* _TASKS TO CARRY OUT_:
1. In the text on the Advanced Data Science option, which course do students take instead of Genome 560?
2. Continue the text on the Advanced Data Science option, starting after its final line.

==== SELECTED PASSAGE ====

Advanced Data Science Option

Students who choose to follow the Advanced Data Science option of the Genome Sciences Ph.D. program should follow the regular Genome Sciences course sequence but also include the following course requirements:

1. Instead of Genome 560: Statistics for Genome Sciences (typically offered Spring Quarter), students enrolled in the Advanced Data Science option should take Statistics 509: Introduction to Mathematical Statistics. Statistics 509 was most recently offered during Autumn Quarter, but you should check the Department of Statistics website or the UW Time Schedule to see when it will next be offered. Please note that this course requires significant use of calculus. If you have not taken calculus for some number of years, you might want to consider taking a refresher course beforehand, and you should definitely take a look at the resources for review: https://www.stat.washington.edu/tsr/509review/

Alternatively, for a more advanced approach, students may choose to take Statistics 512: Statistical Inference. In this case, students may wish to consider also taking Statistics 513, the second course in this sequence.

2. Genome 540: Computational Molecular Biology (typically offered Winter Quarter each year)

3. Electives:
Students must take 2 of the following three courses:

Data Management: CSE 544.
Machine Learning, CSE 546 or STAT 535
Data Visualization: CSE 512.

==== INFORMATION PROVIDED ====

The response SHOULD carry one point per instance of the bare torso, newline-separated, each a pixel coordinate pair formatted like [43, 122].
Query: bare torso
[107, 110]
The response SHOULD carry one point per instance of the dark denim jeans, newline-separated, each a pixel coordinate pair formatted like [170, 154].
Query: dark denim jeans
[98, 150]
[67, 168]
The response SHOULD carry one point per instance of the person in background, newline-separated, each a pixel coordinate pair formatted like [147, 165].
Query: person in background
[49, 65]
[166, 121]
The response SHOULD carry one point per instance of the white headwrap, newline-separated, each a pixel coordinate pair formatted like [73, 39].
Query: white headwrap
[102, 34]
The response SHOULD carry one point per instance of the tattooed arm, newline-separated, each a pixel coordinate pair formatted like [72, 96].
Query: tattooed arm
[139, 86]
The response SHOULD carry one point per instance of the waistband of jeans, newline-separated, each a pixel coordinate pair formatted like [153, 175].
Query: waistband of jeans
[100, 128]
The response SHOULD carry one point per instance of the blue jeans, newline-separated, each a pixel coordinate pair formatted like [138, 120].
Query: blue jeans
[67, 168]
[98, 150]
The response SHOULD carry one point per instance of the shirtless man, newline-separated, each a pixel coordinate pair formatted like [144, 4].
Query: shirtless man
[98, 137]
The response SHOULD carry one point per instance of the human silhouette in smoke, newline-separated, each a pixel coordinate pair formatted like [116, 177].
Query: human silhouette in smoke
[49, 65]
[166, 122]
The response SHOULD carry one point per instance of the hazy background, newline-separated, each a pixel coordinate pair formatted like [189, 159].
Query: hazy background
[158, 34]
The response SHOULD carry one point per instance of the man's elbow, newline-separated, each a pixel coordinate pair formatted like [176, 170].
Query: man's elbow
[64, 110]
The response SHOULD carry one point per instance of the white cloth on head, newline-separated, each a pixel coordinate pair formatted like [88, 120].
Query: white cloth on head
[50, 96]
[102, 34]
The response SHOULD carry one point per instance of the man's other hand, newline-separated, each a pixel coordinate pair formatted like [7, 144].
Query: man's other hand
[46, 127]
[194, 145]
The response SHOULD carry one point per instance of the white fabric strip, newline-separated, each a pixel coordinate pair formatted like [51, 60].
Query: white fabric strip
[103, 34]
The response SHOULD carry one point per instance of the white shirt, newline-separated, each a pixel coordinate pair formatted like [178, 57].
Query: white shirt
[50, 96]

====

* _PER-TASK ANSWERS_:
1. Statistics 509: Introduction to Mathematical Statistics.

2.
4. Additionally, to further expand students’ education and create a campus-wide community, students will register for at least 4 quarters in the weekly eScience Community Seminar.

Please check the UW Time Schedule or the Department of Statistics and Department of Computer Science & Engineering websites for information on when these electives are offered.

Frequently Asked Questions:

Do I need to complete this coursework during my first year?

No. You are welcome to enroll & complete the course sequence at any time during your graduate studies. A good time to enroll might be at the end of year one, once you have selected a thesis lab, although you may end up completing some of the required courses (for example, Genome 540), during your first year.

How do I apply?

Simply obtain your thesis advisor’s permission and then contact Brian Giebel (bgiebel [ a t ] uw.edu) to let him know you are planning to follow this option. Once you have completed all coursework, contact Brian to let him know which courses you have taken to fulfill requirements, so that he may get this option added to your transcript.

Which is the right option for me – Data Science or Advanced Data Science?

Please contact Bill Noble for advice in which might be the best option for you.

Which courses should I take as prereqs in preparation for enrolling in this program?

Please contact Bill Noble for suggested courses.